• What to produce:
Repeat verbatim, and only, the lines of the data below, beginning at the line that contains "For each instance of the dark" and stopping after the line that contains "the photo below.".

• Dataset records:
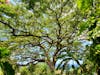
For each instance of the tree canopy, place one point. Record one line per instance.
(51, 32)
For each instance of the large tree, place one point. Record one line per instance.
(44, 32)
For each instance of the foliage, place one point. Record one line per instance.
(47, 31)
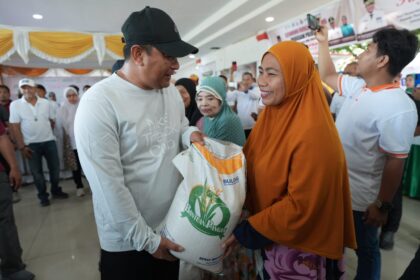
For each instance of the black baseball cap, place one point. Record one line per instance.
(152, 26)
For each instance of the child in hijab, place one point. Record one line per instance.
(187, 89)
(220, 122)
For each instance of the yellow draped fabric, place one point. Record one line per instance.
(114, 44)
(79, 71)
(6, 41)
(29, 72)
(35, 72)
(61, 44)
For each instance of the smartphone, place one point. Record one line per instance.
(234, 65)
(313, 22)
(417, 81)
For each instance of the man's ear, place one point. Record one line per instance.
(138, 54)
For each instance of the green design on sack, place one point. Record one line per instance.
(207, 203)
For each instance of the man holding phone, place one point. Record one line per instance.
(376, 126)
(246, 99)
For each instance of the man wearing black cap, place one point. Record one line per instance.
(128, 129)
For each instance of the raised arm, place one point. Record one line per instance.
(325, 64)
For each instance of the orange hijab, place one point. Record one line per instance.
(297, 176)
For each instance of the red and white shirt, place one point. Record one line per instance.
(373, 123)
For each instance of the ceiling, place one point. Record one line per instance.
(206, 24)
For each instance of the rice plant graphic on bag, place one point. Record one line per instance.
(208, 202)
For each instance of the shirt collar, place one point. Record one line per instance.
(383, 87)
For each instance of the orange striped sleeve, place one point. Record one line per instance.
(340, 85)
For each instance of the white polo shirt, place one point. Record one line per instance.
(372, 124)
(247, 103)
(34, 119)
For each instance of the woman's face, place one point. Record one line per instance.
(409, 81)
(208, 105)
(72, 97)
(271, 81)
(185, 95)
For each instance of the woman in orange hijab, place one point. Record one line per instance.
(298, 195)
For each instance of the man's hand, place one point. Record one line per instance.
(163, 250)
(27, 152)
(197, 137)
(375, 217)
(228, 245)
(321, 34)
(15, 178)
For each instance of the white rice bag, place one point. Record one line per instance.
(208, 202)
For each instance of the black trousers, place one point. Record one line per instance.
(77, 174)
(10, 250)
(134, 265)
(394, 216)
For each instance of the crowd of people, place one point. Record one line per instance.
(28, 131)
(320, 178)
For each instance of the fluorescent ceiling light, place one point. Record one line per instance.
(37, 16)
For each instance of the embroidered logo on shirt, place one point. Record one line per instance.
(160, 136)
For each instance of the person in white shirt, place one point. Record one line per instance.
(334, 31)
(65, 120)
(31, 121)
(247, 98)
(128, 129)
(372, 19)
(376, 126)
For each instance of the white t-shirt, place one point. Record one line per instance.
(247, 103)
(372, 21)
(126, 139)
(34, 120)
(334, 33)
(372, 124)
(336, 103)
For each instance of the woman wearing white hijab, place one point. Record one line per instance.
(66, 114)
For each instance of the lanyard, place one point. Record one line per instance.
(34, 110)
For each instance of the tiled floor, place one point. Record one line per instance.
(60, 242)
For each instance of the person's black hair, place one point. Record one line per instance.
(117, 65)
(127, 50)
(75, 87)
(5, 87)
(399, 45)
(223, 77)
(249, 74)
(39, 86)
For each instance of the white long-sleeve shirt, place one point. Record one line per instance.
(126, 139)
(247, 103)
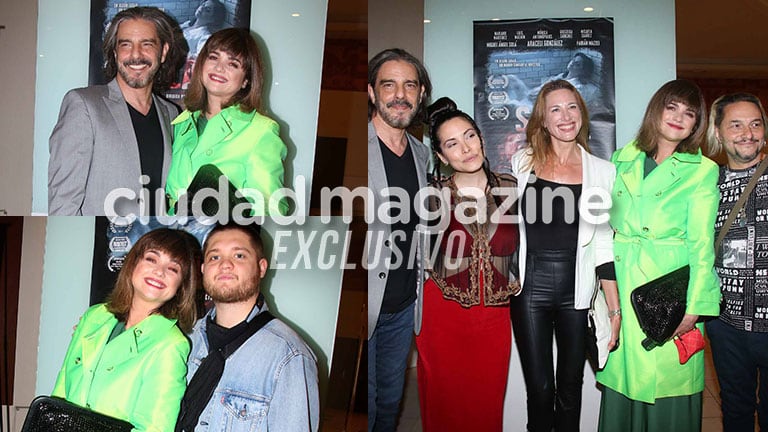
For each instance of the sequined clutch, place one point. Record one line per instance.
(53, 414)
(660, 306)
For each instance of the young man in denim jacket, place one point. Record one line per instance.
(269, 383)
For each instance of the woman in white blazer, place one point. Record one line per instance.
(566, 245)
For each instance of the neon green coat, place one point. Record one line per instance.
(246, 147)
(140, 376)
(662, 223)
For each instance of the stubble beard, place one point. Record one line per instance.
(744, 158)
(125, 73)
(395, 121)
(236, 294)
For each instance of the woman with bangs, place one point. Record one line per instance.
(127, 358)
(664, 204)
(223, 125)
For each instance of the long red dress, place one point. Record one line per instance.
(464, 350)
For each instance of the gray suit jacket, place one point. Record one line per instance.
(379, 246)
(94, 152)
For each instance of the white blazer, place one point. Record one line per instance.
(595, 237)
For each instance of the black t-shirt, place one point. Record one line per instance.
(400, 291)
(149, 135)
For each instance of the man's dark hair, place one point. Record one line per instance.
(399, 54)
(168, 32)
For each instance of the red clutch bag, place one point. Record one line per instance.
(689, 344)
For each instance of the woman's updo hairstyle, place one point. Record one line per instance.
(441, 111)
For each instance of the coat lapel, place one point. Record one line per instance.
(165, 121)
(586, 230)
(632, 158)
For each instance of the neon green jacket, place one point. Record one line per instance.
(140, 376)
(246, 147)
(662, 222)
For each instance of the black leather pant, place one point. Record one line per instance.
(544, 307)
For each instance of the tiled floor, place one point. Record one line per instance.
(338, 421)
(410, 420)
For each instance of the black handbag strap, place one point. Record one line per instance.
(740, 203)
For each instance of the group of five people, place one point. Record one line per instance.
(659, 209)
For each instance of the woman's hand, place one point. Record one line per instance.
(686, 325)
(613, 343)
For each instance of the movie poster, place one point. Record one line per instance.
(514, 58)
(197, 19)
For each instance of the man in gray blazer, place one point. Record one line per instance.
(398, 90)
(111, 141)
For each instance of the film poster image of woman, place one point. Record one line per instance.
(514, 59)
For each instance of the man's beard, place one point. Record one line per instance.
(234, 294)
(395, 121)
(122, 69)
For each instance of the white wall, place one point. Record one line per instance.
(644, 34)
(17, 80)
(293, 49)
(28, 326)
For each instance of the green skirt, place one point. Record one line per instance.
(618, 413)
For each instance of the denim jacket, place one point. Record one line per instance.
(269, 383)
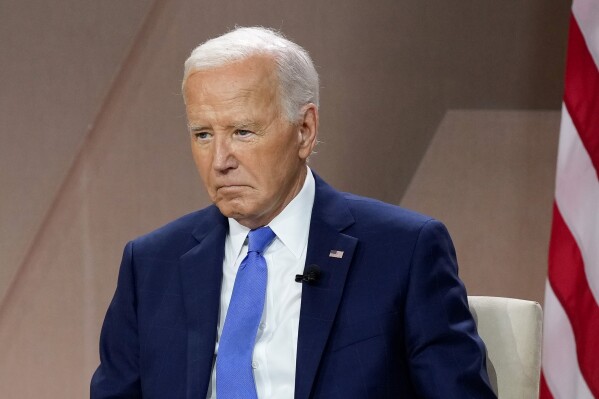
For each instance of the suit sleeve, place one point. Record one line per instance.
(118, 373)
(445, 354)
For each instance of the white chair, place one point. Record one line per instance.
(511, 329)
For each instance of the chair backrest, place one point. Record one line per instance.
(511, 329)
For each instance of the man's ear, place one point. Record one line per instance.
(307, 130)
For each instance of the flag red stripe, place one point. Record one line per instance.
(544, 392)
(582, 92)
(568, 280)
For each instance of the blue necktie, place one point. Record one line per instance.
(234, 374)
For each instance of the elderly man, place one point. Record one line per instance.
(284, 288)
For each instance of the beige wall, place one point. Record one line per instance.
(93, 146)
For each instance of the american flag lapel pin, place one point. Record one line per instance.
(335, 253)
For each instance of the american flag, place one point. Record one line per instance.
(571, 327)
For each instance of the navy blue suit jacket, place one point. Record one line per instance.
(389, 319)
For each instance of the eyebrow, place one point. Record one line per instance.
(238, 125)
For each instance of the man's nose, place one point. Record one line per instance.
(224, 159)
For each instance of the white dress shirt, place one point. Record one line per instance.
(275, 351)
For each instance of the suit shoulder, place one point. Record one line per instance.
(178, 233)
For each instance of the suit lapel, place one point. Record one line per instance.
(201, 277)
(320, 301)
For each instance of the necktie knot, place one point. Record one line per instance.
(259, 239)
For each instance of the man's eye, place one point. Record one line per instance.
(201, 135)
(243, 133)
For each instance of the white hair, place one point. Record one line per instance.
(298, 79)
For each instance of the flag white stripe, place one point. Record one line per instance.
(577, 197)
(586, 13)
(560, 365)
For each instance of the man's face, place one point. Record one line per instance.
(249, 156)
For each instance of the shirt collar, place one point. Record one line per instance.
(291, 226)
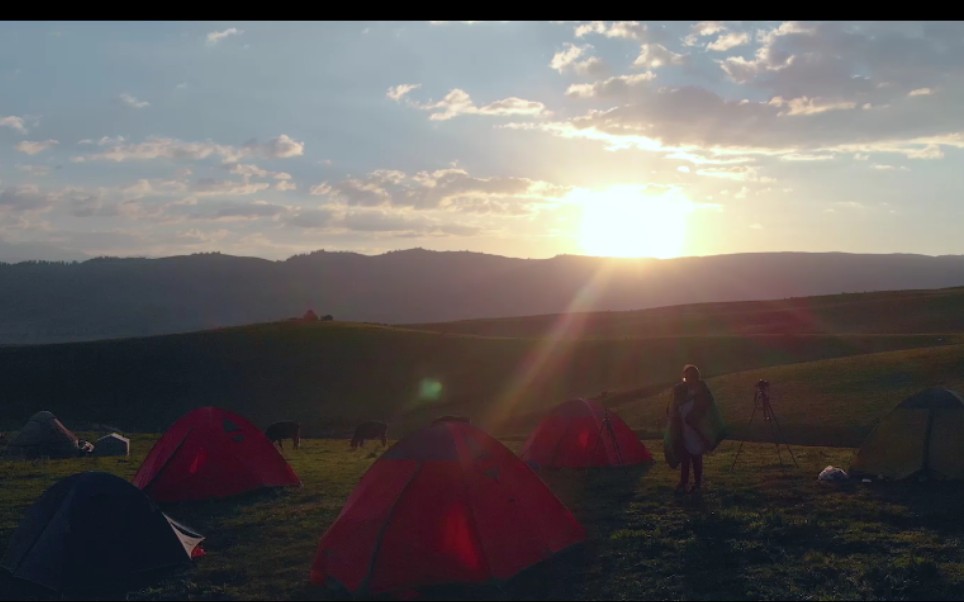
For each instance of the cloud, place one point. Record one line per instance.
(803, 89)
(237, 211)
(613, 86)
(567, 60)
(728, 41)
(633, 30)
(809, 106)
(132, 102)
(169, 148)
(653, 56)
(457, 102)
(451, 189)
(216, 36)
(397, 92)
(24, 198)
(211, 187)
(34, 147)
(14, 122)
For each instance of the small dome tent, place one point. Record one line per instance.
(44, 436)
(94, 532)
(446, 506)
(212, 453)
(583, 433)
(923, 436)
(113, 444)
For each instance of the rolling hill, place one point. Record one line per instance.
(331, 374)
(48, 302)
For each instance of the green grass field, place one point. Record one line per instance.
(764, 529)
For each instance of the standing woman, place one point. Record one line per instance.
(694, 427)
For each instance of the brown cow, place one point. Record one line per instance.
(371, 429)
(286, 429)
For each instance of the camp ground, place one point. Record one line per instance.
(583, 433)
(426, 504)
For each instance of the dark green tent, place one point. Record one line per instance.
(922, 437)
(94, 532)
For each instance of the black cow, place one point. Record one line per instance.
(286, 429)
(371, 429)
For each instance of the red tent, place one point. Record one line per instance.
(447, 505)
(212, 453)
(582, 433)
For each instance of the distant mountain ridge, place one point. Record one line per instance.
(49, 302)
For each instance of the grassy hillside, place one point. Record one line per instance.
(826, 402)
(913, 311)
(760, 531)
(330, 375)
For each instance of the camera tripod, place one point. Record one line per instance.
(761, 402)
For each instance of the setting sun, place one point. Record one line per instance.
(633, 221)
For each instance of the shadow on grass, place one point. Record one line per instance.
(552, 579)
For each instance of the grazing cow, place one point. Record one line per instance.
(370, 430)
(286, 429)
(450, 418)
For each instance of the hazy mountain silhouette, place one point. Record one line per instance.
(46, 302)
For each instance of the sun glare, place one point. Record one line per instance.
(632, 221)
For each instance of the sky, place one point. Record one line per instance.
(523, 139)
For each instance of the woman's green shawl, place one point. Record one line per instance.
(706, 419)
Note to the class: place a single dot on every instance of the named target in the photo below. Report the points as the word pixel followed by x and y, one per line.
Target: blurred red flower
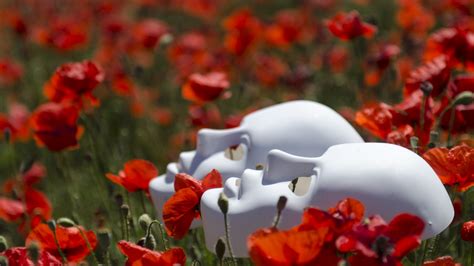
pixel 413 18
pixel 135 176
pixel 16 121
pixel 148 33
pixel 181 209
pixel 442 261
pixel 243 32
pixel 376 242
pixel 137 255
pixel 11 210
pixel 437 72
pixel 290 26
pixel 377 118
pixel 62 34
pixel 205 88
pixel 18 256
pixel 70 241
pixel 463 114
pixel 347 26
pixel 10 72
pixel 55 126
pixel 74 82
pixel 454 166
pixel 467 231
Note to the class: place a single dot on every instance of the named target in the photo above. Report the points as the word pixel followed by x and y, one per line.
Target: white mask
pixel 386 178
pixel 302 128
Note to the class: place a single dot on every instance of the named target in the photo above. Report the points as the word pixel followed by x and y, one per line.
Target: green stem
pixel 88 245
pixel 61 253
pixel 227 239
pixel 451 124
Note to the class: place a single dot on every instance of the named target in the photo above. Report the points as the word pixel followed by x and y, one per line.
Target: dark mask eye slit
pixel 234 153
pixel 300 185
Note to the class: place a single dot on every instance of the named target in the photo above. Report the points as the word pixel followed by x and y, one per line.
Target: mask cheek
pixel 227 168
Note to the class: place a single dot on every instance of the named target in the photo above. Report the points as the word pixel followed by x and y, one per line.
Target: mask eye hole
pixel 300 185
pixel 234 153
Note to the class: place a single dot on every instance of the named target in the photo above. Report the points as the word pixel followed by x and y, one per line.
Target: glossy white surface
pixel 388 179
pixel 303 128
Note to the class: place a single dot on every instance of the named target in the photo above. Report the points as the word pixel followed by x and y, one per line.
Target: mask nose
pixel 231 187
pixel 185 160
pixel 211 141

• Result for this exercise:
For each instance of the dark green tent, place one point. Record one line per instance.
(922, 437)
(94, 532)
For each instance of the black cow, place one point. Record one line per instance.
(286, 429)
(371, 429)
For each instance of the red tent, place one point. Record one line per instance.
(447, 505)
(212, 453)
(582, 433)
For each instance of the distant mountain ridge, place one point. Record one line per instance.
(49, 302)
For each instance of the grassy hillside, place one point. Record one line per instance.
(826, 402)
(913, 311)
(760, 531)
(330, 375)
For each instance of the camera tripod, place one point. Record one line per instance.
(761, 402)
For each instance of the setting sun, place one point. Record one line per instance.
(633, 221)
For each instance of the shadow on grass, place one point. Record one line per instance.
(552, 579)
For each instance of the grazing cow, place one point. Record one line per instance.
(370, 430)
(286, 429)
(450, 418)
For each instance of the hazy mountain silhouette, place one point. Record one line per instance.
(46, 302)
For each instance of the sun glare, place one point. Record one line per instance.
(632, 221)
For each instance of the sky, place one point. Record one line per instance.
(523, 139)
For each instance of the woman's green shawl, place one point. Record one line per instance.
(706, 419)
Note to the class: place a single dot on every instance of the named target in the photo below. Report the points as the word pixel followed by x and y, one per line.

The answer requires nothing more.